Count the lines below that contain the word "plant" and give only that number.

########

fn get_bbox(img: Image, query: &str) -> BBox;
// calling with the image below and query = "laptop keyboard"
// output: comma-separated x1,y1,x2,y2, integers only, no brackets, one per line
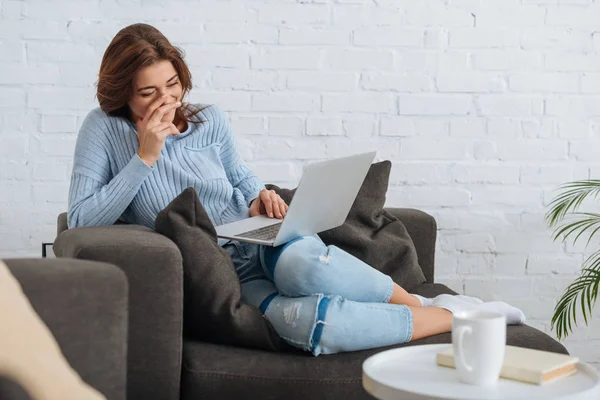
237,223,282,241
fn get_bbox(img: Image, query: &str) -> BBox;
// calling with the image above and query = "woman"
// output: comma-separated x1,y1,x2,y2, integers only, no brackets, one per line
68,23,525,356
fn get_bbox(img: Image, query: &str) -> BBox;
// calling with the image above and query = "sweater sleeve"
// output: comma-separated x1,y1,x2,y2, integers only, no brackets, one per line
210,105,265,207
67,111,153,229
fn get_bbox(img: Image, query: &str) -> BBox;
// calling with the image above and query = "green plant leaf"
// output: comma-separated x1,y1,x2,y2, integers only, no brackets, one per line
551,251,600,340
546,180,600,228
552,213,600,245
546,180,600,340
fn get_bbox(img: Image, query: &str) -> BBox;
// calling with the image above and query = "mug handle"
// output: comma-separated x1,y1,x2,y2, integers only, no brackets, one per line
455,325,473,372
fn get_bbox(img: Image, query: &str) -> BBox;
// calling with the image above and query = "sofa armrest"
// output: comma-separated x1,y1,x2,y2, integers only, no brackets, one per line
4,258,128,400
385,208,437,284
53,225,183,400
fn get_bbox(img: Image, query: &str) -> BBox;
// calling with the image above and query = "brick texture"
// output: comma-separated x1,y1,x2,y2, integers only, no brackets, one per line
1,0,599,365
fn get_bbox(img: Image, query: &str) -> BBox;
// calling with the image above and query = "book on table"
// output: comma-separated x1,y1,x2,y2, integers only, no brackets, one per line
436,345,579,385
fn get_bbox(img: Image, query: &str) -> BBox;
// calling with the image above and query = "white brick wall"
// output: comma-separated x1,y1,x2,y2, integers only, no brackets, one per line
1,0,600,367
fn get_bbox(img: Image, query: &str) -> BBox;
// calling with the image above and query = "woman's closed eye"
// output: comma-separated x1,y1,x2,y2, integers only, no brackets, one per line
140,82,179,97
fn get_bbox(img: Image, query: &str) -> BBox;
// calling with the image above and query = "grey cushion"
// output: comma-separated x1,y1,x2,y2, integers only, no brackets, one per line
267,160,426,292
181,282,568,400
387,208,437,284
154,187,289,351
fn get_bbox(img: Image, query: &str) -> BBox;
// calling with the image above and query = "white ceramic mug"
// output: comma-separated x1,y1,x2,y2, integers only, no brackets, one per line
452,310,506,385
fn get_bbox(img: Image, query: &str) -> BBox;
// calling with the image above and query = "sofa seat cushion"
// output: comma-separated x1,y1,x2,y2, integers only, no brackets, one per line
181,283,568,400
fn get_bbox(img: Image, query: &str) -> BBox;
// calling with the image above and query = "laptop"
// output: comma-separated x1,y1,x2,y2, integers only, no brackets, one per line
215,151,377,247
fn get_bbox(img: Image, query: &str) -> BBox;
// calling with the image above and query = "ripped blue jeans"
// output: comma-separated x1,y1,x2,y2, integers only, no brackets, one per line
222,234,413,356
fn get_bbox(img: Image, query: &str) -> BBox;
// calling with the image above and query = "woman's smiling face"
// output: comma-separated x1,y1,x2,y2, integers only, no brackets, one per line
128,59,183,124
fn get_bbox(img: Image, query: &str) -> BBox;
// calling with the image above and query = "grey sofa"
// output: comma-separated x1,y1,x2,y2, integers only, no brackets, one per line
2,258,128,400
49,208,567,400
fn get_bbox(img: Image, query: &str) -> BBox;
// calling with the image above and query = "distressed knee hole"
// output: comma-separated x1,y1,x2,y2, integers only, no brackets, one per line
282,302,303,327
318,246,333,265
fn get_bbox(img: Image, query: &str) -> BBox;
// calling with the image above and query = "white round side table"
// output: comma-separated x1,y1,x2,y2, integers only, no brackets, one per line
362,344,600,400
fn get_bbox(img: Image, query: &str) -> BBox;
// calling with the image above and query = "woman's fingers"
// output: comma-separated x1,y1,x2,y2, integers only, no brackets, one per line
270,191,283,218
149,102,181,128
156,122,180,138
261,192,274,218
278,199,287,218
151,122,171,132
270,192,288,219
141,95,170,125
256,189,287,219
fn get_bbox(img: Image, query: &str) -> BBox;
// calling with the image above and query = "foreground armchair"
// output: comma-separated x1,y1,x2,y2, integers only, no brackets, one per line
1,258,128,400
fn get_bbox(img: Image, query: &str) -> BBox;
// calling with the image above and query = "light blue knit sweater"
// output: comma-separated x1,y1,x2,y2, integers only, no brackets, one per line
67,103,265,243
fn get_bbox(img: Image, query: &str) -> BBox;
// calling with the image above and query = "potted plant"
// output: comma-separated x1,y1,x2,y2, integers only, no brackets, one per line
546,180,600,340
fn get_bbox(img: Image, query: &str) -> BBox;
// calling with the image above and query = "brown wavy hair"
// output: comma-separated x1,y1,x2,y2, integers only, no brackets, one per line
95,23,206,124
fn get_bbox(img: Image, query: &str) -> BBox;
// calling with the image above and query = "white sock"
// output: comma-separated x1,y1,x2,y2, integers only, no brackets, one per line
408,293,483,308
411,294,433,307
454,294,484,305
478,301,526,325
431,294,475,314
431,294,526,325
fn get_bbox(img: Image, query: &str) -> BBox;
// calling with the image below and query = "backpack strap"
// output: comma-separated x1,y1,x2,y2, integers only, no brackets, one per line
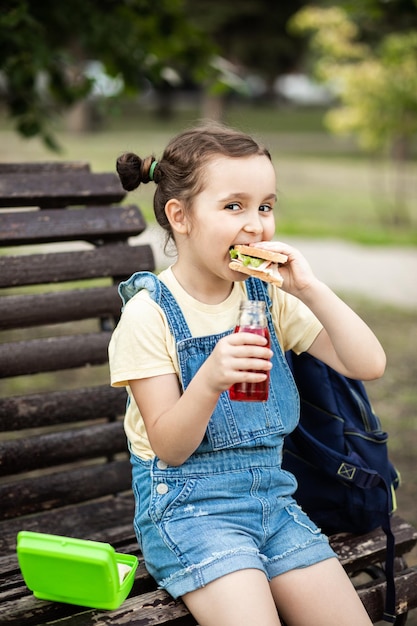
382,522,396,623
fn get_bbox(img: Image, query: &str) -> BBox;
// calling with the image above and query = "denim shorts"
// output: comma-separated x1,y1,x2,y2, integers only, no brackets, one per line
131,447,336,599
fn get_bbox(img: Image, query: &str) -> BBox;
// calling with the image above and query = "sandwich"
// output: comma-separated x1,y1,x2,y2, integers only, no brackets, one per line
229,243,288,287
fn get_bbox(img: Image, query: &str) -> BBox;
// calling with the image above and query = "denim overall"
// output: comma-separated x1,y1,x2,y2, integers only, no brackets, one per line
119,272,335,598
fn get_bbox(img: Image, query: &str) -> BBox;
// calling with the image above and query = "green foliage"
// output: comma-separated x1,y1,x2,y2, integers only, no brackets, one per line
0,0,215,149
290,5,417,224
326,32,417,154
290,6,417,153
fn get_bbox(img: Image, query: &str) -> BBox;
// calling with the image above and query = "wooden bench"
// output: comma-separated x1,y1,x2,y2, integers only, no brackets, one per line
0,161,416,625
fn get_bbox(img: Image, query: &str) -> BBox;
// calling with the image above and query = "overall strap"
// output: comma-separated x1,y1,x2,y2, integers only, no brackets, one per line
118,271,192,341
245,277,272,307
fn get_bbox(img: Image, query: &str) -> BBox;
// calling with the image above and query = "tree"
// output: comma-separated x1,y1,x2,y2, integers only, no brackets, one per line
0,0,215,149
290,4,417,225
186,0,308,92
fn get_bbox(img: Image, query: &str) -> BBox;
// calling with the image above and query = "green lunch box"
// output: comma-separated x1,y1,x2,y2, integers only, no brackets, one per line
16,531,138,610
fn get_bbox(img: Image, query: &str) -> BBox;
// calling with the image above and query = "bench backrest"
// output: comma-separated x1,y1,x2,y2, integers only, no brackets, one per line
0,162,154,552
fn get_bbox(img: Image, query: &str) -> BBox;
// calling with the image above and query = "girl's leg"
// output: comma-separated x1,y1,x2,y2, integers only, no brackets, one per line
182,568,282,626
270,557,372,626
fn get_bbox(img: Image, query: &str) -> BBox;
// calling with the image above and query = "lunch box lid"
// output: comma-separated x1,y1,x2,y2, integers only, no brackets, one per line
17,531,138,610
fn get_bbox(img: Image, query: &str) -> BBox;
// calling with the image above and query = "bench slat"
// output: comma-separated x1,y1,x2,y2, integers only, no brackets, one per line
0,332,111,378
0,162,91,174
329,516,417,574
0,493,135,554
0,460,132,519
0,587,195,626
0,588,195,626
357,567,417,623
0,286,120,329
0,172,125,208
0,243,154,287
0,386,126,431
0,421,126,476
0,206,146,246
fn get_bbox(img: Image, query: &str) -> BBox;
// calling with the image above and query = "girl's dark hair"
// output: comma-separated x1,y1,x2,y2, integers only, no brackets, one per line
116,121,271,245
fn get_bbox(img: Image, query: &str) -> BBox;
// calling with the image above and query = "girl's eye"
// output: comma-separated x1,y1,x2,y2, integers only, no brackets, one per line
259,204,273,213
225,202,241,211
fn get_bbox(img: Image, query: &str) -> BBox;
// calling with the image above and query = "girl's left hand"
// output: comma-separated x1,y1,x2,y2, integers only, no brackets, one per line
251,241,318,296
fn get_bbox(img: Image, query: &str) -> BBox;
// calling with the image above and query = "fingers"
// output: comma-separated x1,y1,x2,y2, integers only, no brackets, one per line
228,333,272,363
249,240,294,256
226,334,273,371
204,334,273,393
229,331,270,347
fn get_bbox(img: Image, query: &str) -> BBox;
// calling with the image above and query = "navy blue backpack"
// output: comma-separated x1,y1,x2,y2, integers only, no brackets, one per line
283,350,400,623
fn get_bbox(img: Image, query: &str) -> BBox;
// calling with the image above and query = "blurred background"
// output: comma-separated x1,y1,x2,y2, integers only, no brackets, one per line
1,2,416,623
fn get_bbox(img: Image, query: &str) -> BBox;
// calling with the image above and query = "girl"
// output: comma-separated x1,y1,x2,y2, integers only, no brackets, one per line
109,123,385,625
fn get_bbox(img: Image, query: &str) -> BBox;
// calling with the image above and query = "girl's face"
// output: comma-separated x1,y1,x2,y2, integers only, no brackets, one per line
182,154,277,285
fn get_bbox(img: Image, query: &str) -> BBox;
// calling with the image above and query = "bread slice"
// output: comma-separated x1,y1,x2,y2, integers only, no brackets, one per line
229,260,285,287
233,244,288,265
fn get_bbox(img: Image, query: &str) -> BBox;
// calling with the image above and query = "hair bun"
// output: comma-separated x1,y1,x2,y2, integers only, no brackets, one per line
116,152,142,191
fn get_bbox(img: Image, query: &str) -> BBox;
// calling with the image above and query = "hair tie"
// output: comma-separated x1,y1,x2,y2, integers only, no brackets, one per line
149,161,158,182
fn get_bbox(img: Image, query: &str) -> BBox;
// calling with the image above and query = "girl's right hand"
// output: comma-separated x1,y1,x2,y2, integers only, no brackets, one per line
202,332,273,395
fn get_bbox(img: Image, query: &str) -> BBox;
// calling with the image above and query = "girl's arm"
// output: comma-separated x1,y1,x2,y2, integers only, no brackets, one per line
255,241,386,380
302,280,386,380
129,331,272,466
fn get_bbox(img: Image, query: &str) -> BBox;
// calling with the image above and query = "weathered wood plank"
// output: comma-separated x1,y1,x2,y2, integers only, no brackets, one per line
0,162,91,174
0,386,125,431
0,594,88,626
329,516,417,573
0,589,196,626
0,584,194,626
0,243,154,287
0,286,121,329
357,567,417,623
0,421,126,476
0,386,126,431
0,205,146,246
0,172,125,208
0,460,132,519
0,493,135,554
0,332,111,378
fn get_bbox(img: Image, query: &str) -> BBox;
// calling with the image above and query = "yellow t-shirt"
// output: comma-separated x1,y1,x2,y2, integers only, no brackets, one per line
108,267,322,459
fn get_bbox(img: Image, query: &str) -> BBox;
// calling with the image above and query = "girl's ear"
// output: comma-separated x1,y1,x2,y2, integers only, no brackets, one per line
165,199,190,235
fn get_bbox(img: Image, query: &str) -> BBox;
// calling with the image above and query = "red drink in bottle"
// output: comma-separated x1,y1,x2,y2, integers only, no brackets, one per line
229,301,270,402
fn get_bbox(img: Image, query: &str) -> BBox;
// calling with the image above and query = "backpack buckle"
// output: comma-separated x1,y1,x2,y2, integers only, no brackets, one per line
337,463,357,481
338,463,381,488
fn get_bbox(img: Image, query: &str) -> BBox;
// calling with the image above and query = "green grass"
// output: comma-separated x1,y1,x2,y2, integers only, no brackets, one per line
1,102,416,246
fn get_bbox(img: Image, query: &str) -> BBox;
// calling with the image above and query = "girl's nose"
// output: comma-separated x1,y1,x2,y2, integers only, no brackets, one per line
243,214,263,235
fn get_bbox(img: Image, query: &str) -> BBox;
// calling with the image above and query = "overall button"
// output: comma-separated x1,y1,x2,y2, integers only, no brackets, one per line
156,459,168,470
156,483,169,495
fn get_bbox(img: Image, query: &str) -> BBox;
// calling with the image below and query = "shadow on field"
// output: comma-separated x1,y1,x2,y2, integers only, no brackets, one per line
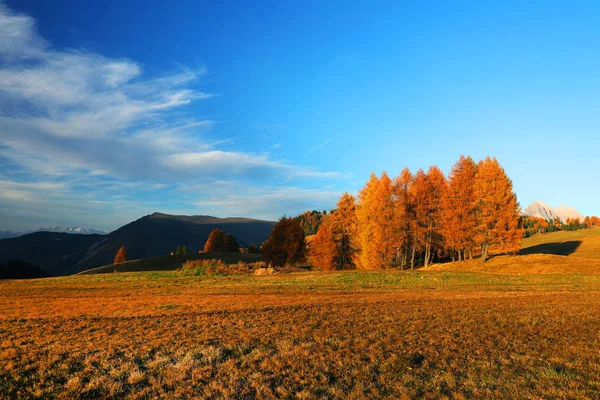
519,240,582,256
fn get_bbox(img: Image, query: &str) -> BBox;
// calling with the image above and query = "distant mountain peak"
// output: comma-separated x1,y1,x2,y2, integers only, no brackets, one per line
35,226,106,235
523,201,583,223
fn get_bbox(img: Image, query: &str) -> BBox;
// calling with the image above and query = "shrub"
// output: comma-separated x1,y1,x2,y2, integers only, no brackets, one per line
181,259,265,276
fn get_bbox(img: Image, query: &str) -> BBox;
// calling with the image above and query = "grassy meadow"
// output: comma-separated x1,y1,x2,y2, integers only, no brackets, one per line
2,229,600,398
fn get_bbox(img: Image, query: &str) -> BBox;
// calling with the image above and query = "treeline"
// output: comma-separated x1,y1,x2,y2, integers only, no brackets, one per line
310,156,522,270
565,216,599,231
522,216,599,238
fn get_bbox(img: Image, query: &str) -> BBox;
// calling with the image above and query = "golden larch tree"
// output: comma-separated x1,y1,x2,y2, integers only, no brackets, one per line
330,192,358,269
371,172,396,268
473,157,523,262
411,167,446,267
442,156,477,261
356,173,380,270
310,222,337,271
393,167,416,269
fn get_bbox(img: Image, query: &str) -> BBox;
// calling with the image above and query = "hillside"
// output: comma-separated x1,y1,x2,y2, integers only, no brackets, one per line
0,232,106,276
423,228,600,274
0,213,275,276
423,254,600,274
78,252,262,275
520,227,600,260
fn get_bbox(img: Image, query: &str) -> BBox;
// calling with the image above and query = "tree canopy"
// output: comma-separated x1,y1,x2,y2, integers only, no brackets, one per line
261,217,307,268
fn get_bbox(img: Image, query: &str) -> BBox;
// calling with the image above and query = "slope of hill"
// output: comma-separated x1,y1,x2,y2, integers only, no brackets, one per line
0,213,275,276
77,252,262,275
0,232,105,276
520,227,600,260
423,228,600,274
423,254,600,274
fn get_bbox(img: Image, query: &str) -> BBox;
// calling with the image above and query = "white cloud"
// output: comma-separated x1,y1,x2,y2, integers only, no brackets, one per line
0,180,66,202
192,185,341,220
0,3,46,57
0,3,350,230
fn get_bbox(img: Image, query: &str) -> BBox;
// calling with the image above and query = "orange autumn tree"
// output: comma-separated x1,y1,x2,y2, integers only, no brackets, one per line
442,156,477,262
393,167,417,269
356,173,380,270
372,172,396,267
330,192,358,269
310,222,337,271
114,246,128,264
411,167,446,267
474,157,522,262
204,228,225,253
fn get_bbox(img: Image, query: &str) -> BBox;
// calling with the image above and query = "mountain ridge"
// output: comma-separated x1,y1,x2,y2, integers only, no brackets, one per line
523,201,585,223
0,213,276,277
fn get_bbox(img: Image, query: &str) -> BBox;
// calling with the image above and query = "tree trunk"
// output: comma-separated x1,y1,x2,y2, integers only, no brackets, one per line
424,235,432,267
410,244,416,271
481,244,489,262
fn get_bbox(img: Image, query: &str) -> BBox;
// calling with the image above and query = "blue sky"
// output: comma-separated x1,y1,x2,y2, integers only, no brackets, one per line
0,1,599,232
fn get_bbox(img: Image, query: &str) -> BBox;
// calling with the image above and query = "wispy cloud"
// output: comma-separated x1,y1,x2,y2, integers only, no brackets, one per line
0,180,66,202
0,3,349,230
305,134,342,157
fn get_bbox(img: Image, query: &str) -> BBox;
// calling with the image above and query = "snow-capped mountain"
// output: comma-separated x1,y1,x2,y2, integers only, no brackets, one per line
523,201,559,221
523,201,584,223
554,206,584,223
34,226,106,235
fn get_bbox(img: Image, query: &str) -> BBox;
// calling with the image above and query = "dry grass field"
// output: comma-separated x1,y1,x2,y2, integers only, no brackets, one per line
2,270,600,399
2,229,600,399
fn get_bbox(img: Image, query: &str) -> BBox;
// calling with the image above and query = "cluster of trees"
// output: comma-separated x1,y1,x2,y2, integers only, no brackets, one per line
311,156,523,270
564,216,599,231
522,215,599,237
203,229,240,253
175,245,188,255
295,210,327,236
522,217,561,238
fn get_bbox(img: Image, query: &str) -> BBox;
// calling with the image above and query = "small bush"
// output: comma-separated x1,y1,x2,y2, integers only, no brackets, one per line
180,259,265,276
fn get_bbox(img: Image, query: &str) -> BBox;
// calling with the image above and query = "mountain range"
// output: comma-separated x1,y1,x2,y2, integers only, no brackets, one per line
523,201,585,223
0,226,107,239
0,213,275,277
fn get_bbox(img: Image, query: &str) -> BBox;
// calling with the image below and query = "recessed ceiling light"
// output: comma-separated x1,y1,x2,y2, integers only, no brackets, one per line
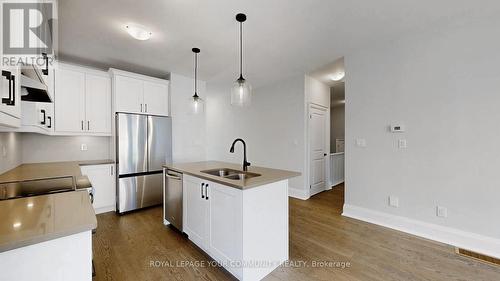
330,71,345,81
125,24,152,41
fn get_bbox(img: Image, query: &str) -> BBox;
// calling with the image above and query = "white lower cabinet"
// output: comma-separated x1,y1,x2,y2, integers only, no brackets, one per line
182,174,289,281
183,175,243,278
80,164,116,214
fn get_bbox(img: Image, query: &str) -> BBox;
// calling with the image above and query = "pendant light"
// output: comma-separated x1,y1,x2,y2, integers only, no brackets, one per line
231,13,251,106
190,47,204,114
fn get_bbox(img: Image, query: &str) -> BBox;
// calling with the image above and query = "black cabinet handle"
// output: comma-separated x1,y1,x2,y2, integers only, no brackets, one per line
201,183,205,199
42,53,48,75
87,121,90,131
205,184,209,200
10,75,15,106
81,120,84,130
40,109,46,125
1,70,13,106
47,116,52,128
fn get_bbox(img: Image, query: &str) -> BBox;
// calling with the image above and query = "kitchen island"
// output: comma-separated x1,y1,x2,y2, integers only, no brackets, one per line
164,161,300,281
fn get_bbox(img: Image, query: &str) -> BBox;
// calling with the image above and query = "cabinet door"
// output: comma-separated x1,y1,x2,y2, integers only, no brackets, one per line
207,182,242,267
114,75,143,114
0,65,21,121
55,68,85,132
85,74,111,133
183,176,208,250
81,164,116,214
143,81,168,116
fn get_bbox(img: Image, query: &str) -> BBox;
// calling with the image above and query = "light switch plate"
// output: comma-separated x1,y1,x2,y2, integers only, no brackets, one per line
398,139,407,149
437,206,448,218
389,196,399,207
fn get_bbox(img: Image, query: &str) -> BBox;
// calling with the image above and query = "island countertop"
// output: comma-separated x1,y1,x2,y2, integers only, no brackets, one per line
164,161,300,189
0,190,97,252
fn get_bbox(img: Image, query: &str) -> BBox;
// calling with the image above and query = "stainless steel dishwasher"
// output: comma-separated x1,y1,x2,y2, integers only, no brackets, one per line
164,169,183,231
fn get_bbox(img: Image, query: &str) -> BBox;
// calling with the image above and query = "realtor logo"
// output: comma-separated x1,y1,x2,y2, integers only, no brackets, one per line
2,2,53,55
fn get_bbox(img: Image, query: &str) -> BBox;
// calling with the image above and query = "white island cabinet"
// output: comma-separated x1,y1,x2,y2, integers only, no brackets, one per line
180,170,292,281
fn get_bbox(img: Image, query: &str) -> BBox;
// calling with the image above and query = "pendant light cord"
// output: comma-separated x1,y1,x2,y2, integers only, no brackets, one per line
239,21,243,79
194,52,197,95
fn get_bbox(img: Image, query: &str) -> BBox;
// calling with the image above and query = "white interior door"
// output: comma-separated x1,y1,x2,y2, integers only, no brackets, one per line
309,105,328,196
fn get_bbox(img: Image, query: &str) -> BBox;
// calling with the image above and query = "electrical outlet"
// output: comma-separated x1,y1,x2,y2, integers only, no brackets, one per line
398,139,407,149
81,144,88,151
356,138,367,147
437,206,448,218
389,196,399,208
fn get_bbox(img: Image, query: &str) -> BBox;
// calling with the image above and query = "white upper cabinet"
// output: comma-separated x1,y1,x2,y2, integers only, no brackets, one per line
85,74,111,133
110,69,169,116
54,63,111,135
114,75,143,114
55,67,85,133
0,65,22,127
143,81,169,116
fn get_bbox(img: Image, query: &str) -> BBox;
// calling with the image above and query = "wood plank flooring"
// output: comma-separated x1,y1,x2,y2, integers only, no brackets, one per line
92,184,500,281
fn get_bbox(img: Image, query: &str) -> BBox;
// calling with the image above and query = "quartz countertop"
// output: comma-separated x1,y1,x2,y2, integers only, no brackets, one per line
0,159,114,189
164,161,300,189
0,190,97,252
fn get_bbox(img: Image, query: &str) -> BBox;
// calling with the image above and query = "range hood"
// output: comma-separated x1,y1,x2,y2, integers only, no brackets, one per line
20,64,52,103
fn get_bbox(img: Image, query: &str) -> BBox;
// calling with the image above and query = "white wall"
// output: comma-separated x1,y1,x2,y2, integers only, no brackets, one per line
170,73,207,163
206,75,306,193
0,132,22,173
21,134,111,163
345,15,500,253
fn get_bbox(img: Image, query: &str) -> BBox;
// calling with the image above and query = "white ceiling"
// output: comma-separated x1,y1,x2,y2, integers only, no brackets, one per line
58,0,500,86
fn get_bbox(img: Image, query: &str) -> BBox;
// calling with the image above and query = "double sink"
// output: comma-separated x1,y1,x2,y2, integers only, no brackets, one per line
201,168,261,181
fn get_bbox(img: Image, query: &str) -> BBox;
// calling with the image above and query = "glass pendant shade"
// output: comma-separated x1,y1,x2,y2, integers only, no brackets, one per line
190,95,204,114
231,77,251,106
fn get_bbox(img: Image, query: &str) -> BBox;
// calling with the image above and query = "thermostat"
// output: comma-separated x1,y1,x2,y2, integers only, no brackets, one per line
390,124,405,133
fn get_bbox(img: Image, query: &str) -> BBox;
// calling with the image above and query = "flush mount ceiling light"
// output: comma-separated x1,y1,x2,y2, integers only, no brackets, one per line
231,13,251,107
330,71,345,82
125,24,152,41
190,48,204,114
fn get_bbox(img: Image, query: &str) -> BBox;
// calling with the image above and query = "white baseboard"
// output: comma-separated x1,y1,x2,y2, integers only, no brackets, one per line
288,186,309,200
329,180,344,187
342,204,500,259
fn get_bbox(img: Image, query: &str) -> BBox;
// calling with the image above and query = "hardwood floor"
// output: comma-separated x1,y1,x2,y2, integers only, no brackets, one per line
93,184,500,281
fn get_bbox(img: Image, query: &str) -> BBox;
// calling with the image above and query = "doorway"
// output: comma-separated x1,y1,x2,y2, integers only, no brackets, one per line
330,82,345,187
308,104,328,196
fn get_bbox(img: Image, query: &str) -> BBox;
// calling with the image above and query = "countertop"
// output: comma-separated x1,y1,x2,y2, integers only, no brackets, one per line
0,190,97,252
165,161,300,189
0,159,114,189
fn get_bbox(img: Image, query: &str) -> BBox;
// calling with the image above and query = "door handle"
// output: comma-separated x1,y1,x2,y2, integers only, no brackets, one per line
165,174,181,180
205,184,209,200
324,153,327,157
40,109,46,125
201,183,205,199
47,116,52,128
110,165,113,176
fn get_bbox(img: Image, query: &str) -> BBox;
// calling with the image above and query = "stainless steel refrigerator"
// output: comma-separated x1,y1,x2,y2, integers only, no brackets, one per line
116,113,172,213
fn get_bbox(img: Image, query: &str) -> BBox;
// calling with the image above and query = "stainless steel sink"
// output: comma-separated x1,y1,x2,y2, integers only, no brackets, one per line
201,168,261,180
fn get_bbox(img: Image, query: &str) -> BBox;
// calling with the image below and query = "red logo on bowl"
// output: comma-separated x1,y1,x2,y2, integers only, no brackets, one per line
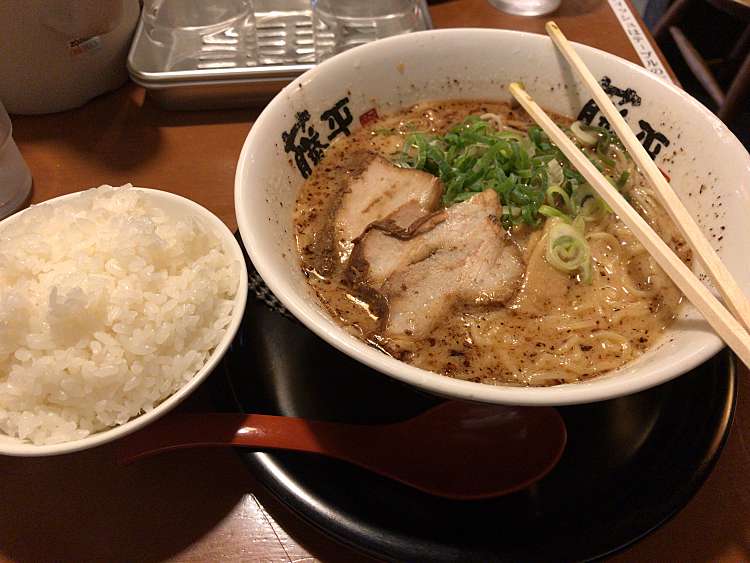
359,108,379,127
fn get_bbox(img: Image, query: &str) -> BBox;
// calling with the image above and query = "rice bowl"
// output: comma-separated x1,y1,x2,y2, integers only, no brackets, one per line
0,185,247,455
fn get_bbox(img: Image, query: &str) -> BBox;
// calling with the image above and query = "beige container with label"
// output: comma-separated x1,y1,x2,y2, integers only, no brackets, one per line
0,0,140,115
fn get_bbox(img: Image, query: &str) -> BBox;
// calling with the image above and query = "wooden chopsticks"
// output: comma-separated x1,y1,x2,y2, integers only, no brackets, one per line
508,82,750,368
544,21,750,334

########

# Solution for this exercise
2